Dataset entries:
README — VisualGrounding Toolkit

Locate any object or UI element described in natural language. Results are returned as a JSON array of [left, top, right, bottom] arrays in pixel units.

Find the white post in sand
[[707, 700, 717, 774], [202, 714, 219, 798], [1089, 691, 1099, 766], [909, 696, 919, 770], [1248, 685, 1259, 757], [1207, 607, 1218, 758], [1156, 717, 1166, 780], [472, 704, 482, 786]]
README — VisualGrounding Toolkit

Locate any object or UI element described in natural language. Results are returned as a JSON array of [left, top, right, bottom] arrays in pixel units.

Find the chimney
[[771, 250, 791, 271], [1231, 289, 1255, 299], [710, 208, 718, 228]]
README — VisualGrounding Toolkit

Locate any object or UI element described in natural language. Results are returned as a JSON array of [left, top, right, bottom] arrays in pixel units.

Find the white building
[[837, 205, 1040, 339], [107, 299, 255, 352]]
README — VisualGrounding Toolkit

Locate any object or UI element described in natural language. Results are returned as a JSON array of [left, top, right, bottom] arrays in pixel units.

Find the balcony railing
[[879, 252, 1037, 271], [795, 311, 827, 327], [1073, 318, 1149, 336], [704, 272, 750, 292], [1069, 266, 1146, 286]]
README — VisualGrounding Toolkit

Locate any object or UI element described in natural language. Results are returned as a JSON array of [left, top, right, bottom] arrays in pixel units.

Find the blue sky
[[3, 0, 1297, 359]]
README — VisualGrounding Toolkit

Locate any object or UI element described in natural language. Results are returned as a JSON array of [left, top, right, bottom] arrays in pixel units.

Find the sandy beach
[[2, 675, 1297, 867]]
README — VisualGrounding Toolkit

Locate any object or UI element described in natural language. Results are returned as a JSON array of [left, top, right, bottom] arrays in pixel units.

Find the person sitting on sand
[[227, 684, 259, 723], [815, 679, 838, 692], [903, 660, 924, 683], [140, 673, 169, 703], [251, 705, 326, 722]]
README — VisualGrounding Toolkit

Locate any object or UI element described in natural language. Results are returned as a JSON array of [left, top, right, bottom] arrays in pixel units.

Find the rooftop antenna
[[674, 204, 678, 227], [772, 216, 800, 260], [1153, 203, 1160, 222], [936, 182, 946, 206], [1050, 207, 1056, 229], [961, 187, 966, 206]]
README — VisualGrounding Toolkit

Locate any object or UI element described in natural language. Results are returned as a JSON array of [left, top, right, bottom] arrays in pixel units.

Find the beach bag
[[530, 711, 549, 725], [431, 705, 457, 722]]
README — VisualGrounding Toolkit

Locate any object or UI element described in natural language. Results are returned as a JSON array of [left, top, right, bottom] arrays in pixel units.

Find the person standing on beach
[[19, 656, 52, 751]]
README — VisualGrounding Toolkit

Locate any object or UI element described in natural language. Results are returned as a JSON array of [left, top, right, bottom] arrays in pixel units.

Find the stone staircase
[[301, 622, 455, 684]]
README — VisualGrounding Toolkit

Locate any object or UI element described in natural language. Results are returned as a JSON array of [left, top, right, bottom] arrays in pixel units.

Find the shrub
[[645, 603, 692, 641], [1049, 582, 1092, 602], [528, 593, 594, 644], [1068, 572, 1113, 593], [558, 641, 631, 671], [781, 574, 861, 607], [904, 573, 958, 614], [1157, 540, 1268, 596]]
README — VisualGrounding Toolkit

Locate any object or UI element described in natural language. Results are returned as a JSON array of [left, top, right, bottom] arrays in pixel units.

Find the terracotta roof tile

### EXERCISE OBJECTIVE
Would you please print every record exactly as written?

### FINAL ANSWER
README — VisualGrounding Toolkit

Locate any object or UI element described in natural language. Results are returned as a JSON array of [left, top, right, bottom] arrays in pixel units.

Find the white post in sand
[[707, 700, 717, 774], [202, 714, 219, 798], [1089, 691, 1099, 766], [909, 696, 919, 770], [1248, 685, 1259, 757], [1207, 607, 1218, 758], [1156, 717, 1166, 780], [472, 704, 482, 786]]
README — VisualGrounding Toolkit

Locate any object or UI element described in natural language. Results are returned as a JSON array of [left, top, right, bottom] arrays in pixel units.

Find the chimney
[[771, 250, 791, 271], [1231, 289, 1255, 299], [710, 208, 718, 228]]
README — VisualGrounding Toolkit

Locate any object or UI element described in natural language. Results are returned as a JSON array of [left, top, right, bottom] arrays in pixel units.

Find the white building
[[837, 205, 1040, 339], [107, 299, 255, 352]]
README — VisualGrounding Toolkit

Locate any object or UI element described in natural language. Results are returned as a JSON array of [left, top, right, bottom] arrays in pixel units.

Find the balcony railing
[[879, 252, 1037, 271], [795, 311, 827, 327], [1073, 318, 1149, 336], [704, 272, 750, 292], [1069, 266, 1146, 286]]
README — VisualGrounding Toolkit

Locate any object or UI element described in natural language. Results are returned as a JSON array of [left, top, right, bottom] arrays in pixel units.

Find the blue sky
[[3, 0, 1297, 359]]
README — VisualGrounding Toolkit

Locate any object or UI element described in natural language. Results are returned as a JSON array of [left, top, right, bottom] arrays in pixel units.

Find the sandy beach
[[2, 675, 1297, 867]]
README — VisualGrounding Toolkit

Locate any object or UI element described in natural language. Results are returned as a JSON array of [left, top, right, bottom] arrays in pixel units.

Find the person sitting on sand
[[227, 684, 259, 723], [815, 679, 838, 692], [903, 660, 924, 683], [140, 673, 169, 703], [251, 705, 326, 722]]
README — VisualGrounding Toolkit

Locate any object or UI element described in natural language. Results are returned as a JSON array of [left, top, right, bottom] arrays in pixel units.

Find the rooftop antenna
[[674, 204, 678, 227], [772, 216, 800, 260], [1153, 203, 1160, 222], [936, 182, 946, 206], [1050, 207, 1056, 229], [961, 187, 966, 206]]
README — VisualGrounding Toolkit

Locate any object or UI element described in natural language. Results are returned as a JSON array of [left, top, right, bottom] arrays in pixel units.

Find the beach bag
[[530, 711, 549, 725], [431, 705, 457, 722]]
README — VisualGrounding Toolkit

Locate any object or UI element described in natural language. Results are returned as a JSON array of [left, top, right, bottom] arrays in pixel units.

Find the person standing on beach
[[19, 656, 52, 751]]
README — VisualGrounding Toolkit

Locate any object or UI element described in natural language. Results are returned as a JSON array of [left, top, right, bottom] arrays in pixel units.

Find the stone staircase
[[301, 622, 455, 684]]
README — VisualGrounding Toolkit

Locate any object or UI element described in natural language. Results are returned as a JSON array of [left, top, right, bottom] arrays in pixel units.

Find the shrub
[[645, 603, 692, 641], [1049, 582, 1092, 602], [528, 593, 594, 644], [1068, 572, 1113, 593], [558, 641, 631, 671], [781, 574, 861, 607], [904, 573, 958, 614], [1157, 540, 1268, 596]]
README — VisualGrounding Toolkit

Locate any object or UI element described in natural language. Results are returned as a JSON array of [left, top, right, bottom] arrays in pixel units.

Find the terracotta roof tile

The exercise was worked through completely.